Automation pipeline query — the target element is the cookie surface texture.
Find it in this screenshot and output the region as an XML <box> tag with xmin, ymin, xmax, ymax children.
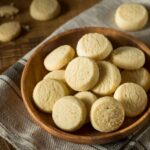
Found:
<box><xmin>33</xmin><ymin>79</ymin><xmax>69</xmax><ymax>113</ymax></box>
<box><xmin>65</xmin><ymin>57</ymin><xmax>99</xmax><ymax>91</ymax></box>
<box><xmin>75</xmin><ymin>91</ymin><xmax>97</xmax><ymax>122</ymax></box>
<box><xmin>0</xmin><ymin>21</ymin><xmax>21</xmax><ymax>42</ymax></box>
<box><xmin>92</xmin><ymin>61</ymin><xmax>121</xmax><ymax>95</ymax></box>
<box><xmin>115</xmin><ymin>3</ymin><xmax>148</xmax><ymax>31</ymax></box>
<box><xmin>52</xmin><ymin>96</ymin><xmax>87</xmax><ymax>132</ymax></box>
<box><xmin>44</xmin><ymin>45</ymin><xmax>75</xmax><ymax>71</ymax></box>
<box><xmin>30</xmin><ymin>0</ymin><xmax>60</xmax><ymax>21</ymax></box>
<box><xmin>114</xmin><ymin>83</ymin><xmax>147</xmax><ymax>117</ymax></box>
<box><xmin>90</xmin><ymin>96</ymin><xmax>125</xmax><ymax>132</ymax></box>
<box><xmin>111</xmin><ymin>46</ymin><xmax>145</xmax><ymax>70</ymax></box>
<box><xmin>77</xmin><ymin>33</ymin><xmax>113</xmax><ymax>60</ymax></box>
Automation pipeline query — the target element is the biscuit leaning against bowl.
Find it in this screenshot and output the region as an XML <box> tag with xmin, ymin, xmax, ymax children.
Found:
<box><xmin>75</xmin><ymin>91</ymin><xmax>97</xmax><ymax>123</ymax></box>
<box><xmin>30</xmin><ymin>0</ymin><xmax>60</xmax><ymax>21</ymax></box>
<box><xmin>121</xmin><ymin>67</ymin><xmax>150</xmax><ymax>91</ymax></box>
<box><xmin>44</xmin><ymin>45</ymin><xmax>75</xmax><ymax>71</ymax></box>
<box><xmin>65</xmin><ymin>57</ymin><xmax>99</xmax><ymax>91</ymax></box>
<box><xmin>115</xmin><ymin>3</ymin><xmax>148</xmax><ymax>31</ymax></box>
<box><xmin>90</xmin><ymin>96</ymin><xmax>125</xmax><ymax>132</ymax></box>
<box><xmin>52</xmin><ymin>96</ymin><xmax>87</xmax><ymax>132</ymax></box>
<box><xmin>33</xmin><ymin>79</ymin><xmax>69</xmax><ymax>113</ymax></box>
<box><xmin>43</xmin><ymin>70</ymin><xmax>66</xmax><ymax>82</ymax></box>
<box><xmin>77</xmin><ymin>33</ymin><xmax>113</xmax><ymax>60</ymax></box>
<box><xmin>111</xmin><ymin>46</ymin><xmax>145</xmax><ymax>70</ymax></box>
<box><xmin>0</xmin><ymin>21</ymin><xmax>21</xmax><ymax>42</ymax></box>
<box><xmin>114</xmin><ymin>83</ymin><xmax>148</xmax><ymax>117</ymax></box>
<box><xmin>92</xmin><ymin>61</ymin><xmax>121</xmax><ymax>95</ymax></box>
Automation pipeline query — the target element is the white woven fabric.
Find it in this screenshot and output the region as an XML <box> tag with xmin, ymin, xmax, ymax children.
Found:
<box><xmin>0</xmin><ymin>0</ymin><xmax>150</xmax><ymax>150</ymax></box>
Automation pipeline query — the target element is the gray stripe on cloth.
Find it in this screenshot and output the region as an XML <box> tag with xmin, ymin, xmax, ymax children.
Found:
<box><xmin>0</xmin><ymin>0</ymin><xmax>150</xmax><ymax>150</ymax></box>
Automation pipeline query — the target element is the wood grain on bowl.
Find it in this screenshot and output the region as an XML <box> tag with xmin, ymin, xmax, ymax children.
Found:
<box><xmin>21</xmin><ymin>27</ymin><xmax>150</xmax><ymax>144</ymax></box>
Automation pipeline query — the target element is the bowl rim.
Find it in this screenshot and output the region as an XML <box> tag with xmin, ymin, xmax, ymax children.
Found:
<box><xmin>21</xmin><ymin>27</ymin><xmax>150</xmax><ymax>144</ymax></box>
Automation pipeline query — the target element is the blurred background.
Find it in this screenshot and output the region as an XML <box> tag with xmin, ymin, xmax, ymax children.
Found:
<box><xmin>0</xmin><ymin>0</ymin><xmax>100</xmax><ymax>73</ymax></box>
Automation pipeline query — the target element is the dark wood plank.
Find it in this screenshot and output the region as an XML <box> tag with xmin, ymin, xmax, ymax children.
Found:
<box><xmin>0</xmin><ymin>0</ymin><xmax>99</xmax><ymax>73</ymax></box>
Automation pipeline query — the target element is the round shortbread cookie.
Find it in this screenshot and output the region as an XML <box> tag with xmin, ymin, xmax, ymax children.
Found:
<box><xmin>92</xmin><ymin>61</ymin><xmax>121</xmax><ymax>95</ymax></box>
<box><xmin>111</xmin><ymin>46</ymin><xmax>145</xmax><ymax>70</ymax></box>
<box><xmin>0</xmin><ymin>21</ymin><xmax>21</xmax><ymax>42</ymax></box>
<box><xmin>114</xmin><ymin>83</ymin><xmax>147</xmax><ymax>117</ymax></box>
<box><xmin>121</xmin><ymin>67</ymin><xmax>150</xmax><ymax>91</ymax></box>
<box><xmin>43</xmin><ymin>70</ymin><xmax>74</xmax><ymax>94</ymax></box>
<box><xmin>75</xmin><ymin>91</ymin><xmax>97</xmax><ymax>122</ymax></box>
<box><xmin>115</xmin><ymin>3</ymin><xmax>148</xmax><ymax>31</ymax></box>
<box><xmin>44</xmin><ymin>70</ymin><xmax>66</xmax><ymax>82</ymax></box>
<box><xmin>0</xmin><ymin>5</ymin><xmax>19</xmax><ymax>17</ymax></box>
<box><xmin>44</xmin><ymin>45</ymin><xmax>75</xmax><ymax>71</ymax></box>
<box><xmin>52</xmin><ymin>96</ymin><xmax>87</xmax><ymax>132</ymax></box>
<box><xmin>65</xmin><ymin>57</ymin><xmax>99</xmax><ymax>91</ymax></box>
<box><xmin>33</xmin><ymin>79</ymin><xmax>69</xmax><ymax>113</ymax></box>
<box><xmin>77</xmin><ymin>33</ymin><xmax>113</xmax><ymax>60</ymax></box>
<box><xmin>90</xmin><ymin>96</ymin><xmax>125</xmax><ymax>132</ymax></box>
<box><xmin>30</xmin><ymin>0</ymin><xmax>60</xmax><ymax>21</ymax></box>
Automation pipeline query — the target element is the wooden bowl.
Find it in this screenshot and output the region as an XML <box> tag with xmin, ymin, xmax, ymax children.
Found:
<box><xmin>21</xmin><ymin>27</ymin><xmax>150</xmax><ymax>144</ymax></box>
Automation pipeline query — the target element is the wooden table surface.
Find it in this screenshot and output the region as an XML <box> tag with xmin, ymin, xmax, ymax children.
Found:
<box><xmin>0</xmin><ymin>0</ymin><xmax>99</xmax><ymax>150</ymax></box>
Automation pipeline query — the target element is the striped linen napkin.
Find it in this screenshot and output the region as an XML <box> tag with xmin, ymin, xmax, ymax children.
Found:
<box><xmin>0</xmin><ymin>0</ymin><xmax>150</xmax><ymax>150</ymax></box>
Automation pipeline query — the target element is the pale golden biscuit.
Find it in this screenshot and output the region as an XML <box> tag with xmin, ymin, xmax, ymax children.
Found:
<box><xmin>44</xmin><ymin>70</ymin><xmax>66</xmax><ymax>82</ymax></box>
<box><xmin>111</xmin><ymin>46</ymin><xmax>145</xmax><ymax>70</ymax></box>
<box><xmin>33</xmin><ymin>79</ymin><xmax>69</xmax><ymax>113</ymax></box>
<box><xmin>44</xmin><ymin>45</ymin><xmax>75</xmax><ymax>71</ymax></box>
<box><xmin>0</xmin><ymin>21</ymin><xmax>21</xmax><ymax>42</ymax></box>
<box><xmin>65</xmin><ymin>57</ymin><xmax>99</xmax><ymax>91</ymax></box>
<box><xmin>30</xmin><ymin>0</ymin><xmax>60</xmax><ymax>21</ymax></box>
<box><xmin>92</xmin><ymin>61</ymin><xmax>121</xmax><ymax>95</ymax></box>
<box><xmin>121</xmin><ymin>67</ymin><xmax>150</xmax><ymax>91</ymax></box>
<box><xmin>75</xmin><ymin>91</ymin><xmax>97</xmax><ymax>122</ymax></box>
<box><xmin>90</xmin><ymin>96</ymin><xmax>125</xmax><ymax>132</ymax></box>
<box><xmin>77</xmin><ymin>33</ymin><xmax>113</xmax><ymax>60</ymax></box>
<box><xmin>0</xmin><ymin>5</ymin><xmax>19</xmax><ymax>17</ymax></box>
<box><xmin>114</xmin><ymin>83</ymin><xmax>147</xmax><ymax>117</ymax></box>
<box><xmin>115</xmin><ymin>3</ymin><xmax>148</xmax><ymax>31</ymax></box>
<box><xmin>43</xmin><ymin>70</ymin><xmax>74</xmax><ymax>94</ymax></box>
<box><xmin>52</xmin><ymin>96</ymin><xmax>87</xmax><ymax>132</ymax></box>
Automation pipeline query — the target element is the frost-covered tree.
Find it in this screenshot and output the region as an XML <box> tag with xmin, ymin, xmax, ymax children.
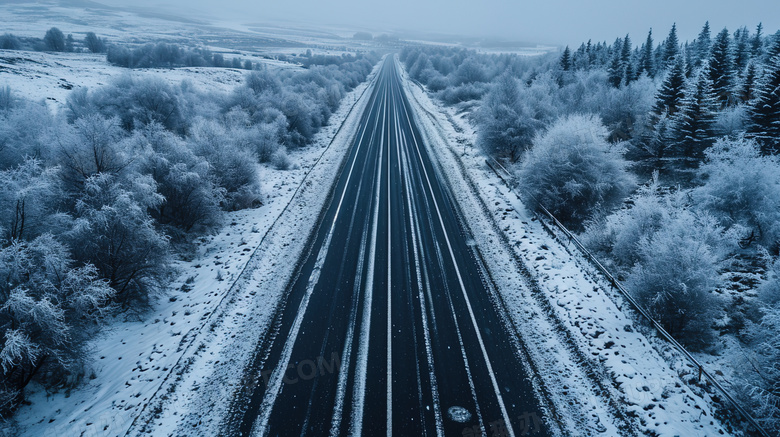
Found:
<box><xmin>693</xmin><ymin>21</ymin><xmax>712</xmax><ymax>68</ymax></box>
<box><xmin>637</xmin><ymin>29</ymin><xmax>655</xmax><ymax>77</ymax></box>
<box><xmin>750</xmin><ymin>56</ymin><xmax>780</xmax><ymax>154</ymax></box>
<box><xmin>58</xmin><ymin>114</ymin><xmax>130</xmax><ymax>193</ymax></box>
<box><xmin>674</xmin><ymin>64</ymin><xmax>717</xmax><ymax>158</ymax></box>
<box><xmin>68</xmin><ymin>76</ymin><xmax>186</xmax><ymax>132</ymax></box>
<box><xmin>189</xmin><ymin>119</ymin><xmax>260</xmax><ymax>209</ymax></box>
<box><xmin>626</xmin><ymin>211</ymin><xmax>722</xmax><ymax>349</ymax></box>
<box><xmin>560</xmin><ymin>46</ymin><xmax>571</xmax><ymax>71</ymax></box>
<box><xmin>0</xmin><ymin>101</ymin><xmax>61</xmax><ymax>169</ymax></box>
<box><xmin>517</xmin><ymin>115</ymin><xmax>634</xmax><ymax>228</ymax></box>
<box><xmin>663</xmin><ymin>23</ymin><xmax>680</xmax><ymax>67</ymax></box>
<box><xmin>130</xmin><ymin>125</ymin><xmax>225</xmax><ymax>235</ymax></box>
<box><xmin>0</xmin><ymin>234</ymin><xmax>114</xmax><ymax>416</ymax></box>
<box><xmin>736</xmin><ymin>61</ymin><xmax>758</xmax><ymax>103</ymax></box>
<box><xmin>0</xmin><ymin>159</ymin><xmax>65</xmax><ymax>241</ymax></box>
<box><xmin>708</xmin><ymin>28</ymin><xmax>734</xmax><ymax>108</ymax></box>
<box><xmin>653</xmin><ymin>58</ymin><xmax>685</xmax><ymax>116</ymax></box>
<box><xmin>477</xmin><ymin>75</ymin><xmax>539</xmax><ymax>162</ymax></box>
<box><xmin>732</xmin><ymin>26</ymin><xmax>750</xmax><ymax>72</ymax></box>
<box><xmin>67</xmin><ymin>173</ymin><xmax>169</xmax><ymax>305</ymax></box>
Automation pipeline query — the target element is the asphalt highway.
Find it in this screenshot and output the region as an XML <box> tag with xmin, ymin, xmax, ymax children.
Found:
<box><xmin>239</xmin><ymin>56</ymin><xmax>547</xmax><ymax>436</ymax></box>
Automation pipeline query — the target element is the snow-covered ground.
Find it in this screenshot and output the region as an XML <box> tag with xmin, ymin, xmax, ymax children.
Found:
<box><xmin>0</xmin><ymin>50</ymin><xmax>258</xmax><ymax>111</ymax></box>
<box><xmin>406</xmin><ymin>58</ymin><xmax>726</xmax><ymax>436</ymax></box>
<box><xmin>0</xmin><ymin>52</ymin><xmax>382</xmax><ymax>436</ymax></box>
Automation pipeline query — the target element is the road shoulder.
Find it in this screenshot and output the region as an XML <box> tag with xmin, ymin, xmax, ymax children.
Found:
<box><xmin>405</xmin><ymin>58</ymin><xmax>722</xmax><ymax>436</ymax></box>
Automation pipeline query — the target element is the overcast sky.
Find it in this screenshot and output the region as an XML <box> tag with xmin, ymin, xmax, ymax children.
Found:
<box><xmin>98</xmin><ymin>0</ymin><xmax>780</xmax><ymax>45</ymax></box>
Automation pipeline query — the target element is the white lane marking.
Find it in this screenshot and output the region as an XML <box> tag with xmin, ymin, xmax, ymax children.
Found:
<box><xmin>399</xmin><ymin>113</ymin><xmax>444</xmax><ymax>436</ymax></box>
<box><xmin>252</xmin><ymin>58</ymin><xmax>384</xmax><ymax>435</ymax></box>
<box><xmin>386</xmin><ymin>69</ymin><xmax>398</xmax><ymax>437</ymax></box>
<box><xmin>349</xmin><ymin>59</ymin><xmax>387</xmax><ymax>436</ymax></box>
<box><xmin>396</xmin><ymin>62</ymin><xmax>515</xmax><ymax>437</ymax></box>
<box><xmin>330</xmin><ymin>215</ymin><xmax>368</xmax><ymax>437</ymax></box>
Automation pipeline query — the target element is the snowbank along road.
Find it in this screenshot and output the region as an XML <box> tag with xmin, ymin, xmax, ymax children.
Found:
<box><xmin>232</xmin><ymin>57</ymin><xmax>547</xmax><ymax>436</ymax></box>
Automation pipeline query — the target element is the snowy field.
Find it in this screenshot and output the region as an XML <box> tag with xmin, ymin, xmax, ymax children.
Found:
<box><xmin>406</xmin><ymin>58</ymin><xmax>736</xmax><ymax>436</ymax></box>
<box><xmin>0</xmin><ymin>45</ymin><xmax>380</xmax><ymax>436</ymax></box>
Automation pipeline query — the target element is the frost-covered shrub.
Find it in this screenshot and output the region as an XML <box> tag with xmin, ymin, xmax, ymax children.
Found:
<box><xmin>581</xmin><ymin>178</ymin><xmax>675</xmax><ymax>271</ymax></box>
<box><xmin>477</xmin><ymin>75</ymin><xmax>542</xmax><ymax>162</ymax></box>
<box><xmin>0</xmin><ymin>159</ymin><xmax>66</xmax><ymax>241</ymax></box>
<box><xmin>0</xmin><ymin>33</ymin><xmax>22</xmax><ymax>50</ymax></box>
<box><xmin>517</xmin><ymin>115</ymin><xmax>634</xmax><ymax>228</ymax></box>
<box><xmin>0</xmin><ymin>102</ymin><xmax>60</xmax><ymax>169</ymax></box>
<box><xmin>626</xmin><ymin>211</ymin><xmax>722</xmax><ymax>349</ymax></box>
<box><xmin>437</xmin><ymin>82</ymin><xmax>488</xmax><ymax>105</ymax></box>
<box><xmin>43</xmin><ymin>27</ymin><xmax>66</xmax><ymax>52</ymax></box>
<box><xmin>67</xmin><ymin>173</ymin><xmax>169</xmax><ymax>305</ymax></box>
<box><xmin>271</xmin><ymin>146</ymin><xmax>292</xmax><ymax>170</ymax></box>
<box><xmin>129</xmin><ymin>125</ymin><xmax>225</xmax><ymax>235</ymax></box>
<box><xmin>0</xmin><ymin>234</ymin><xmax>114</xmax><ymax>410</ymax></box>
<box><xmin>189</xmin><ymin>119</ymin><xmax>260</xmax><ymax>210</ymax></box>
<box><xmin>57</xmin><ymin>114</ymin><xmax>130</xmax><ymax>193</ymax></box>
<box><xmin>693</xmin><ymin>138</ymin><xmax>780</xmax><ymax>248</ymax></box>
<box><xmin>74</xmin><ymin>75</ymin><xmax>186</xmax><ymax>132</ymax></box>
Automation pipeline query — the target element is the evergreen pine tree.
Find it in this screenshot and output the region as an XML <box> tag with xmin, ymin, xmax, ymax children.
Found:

**Work to complete**
State how many lines of the records above contain the string "covered", treating uppercase and lowercase letters as distinct, and give only that number.

**Worked answer**
3